Content starts

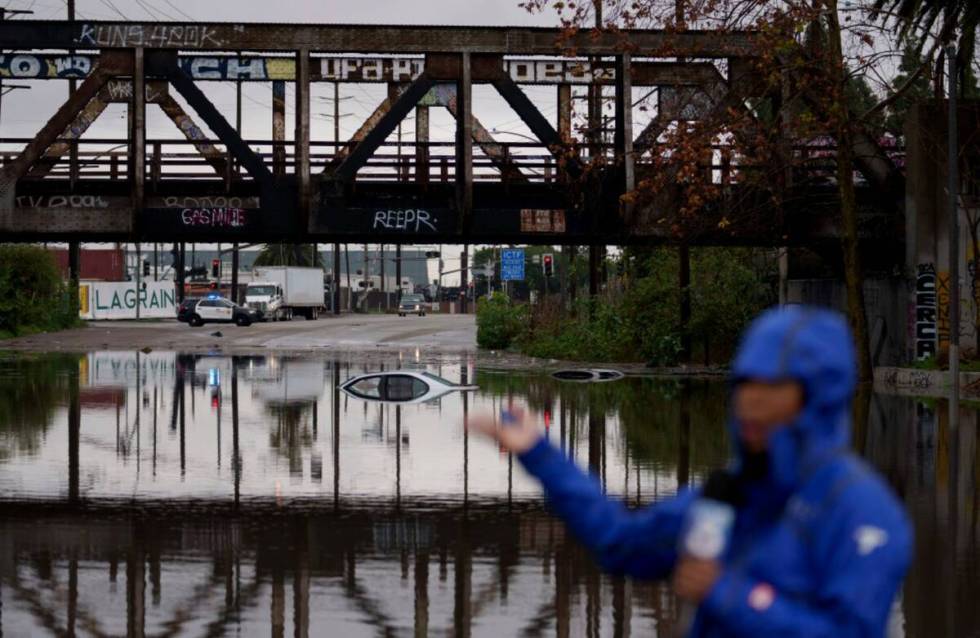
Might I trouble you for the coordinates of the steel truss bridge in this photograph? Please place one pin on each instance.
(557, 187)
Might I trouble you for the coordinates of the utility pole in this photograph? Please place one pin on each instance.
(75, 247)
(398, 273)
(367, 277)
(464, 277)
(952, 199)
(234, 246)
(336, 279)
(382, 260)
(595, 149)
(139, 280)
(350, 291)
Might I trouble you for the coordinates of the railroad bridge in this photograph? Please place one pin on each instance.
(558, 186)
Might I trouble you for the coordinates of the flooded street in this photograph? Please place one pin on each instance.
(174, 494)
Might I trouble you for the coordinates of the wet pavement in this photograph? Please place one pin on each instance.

Content ends
Content starts

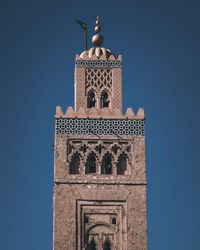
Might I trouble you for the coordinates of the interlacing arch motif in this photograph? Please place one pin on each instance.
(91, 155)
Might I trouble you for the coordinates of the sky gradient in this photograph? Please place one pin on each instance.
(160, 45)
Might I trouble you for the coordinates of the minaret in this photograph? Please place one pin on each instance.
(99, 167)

Content ends
Content starts

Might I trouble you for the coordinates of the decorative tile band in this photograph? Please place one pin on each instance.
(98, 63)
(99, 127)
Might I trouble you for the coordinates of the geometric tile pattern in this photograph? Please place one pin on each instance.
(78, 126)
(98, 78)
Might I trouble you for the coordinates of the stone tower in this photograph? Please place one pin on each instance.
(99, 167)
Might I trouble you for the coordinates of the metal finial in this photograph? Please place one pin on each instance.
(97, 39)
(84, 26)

Content ends

Goal of the exercise:
Word for word, restate the lines above from the line containing "Might I trouble you for the coordinates of the utility" through the line containing "Might I trouble you for the coordinates of the wet", with both included and nothing else.

Task answer:
Might I trouble you for the coordinates of the utility pole in this photograph? Please place one pin on each instance.
(75, 247)
(398, 273)
(367, 277)
(464, 277)
(952, 199)
(234, 246)
(336, 279)
(382, 260)
(595, 149)
(139, 280)
(350, 291)
Might I trouble you for the coordinates of the railroad bridge in this photograph? Please place one pin on each instance.
(558, 186)
Might I trouble you for the coordinates of the flooded street in this photograph? Please place one pin on each instance.
(174, 494)
Might I trouble you for the coordinates of the wet pavement in this photograph? Please place one pin on each instance.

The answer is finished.